Given problem: In the text on proving a negative, retype word for word the part between "If the law were" and "can't be done.", inclusive.

If the law were changed to prevent them from doing that, then the courts may well be able to order them to decrypt a device, but otherwise it's just the same as asking someone to prove a negative - it can't be done.
For example, Wallaby claims he can prove he doesn't own a Ferrari. Well, I'm sure he can generate enough evidence to create reasonable doubt as to whether he owns one or not, but there is no way to actually *prove* you don't own one. Same principle applies to Apple and breaking the encryption on their devices - which they have *specifically* designed to be secure (even from them).
"I can prove I don't own a Ferrari so wouldn't have to hand over my keys. The laws of physics say I cant levitate, so wouldn't have to prove that. If Apple can prove they have no physical way of doing the decryption then lay out the evidence"
You cannot prove a negative, you can only prove a positive. You cannot prove you do not own a Ferrari, in a bizarre incident someone may have just given you one. You can present evidence that shapes a belief that you do not own a Ferrari, but only a positive can prove you do own one.
Experience tells us humans cannot levitate, and yet the laws of physics have produced MagLev trains - trains that levitate. Positive proof of levitation. Just because you lack the desire to try does not prove it cannot be done.

Stored records:
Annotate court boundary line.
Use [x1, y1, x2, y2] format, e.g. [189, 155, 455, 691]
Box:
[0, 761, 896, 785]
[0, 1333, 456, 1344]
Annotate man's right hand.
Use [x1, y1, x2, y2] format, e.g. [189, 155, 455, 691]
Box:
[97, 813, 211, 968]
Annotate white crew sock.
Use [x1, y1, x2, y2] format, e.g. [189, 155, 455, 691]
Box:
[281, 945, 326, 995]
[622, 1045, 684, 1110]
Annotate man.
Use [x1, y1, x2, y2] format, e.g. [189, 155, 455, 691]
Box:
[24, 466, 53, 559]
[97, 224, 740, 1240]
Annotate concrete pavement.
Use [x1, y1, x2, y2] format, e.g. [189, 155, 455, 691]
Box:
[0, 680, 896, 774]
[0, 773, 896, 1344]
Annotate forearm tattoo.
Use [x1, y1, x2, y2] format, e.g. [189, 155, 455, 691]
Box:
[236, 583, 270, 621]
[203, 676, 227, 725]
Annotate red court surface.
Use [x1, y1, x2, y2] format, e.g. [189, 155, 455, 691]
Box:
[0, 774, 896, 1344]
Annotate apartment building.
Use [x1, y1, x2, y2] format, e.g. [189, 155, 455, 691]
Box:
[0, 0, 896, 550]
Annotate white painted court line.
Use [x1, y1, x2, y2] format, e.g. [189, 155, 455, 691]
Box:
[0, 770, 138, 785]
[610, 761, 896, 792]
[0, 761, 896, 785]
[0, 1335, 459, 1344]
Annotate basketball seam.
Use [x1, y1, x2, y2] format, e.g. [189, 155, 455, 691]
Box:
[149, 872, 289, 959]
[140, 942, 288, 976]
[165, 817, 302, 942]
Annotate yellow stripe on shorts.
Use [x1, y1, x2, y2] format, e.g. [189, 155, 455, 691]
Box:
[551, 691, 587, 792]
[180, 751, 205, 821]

Complete output:
If the law were changed to prevent them from doing that, then the courts may well be able to order them to decrypt a device, but otherwise it's just the same as asking someone to prove a negative - it can't be done.